**TASK GOAL**.
Update the material below by replacing every "retail shelf audit" with "stream scene survey" and leaving everything else unchanged. Omit the picture placeholder lines from your answer.
··· DATA SUPPLIED
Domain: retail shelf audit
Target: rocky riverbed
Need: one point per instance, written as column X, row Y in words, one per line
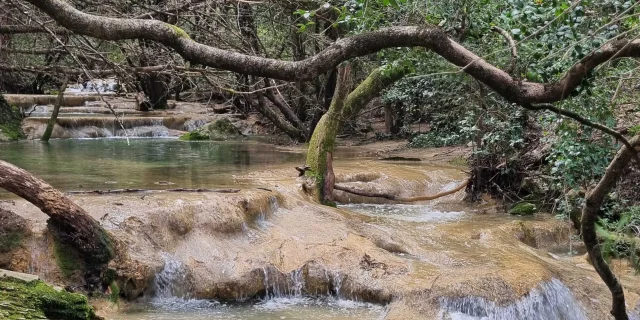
column 431, row 260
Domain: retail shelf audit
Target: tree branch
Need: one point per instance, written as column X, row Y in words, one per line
column 395, row 198
column 514, row 90
column 512, row 46
column 587, row 123
column 590, row 211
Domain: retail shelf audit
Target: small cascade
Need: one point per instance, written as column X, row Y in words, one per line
column 336, row 284
column 553, row 300
column 102, row 86
column 278, row 285
column 107, row 126
column 173, row 289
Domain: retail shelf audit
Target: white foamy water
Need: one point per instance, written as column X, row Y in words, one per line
column 405, row 212
column 551, row 301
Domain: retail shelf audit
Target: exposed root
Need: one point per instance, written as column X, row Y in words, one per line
column 395, row 198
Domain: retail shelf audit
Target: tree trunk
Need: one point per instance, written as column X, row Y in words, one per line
column 388, row 118
column 590, row 211
column 155, row 87
column 342, row 106
column 69, row 224
column 56, row 109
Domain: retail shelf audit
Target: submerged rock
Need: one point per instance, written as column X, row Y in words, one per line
······
**SOLUTION TO THE PROBLEM**.
Domain: stream scene survey
Target: rocky riverbed
Need: one point per instance, written as column X, row Y in words, one per line
column 431, row 260
Domain: stream scene survey
Target: tree branch
Need: one point per instance, written as column X, row Y in words, one per line
column 395, row 198
column 514, row 90
column 512, row 46
column 587, row 123
column 590, row 211
Domain: stream scene survey
Target: small cascade
Need: one point per instance, written as column X, row Y in words, one per line
column 336, row 284
column 553, row 300
column 102, row 86
column 278, row 285
column 107, row 126
column 173, row 289
Domain: stream scene survey
Target: white foamy water
Need: one point per instance, written as column X, row Y in words, one per line
column 405, row 212
column 551, row 301
Domain: stream scene survey
Target: exposed root
Need: one point per instance, written as column X, row Y in words, one per line
column 395, row 198
Domain: stream scene survey
Target: tree trunk
Need: one point per instance, written as column X, row Y in words, one per line
column 388, row 118
column 590, row 211
column 155, row 87
column 342, row 106
column 69, row 224
column 56, row 109
Domain: stream scene survey
Target: submerged rock
Need: one point per instance, written as column X, row Y in words, one per line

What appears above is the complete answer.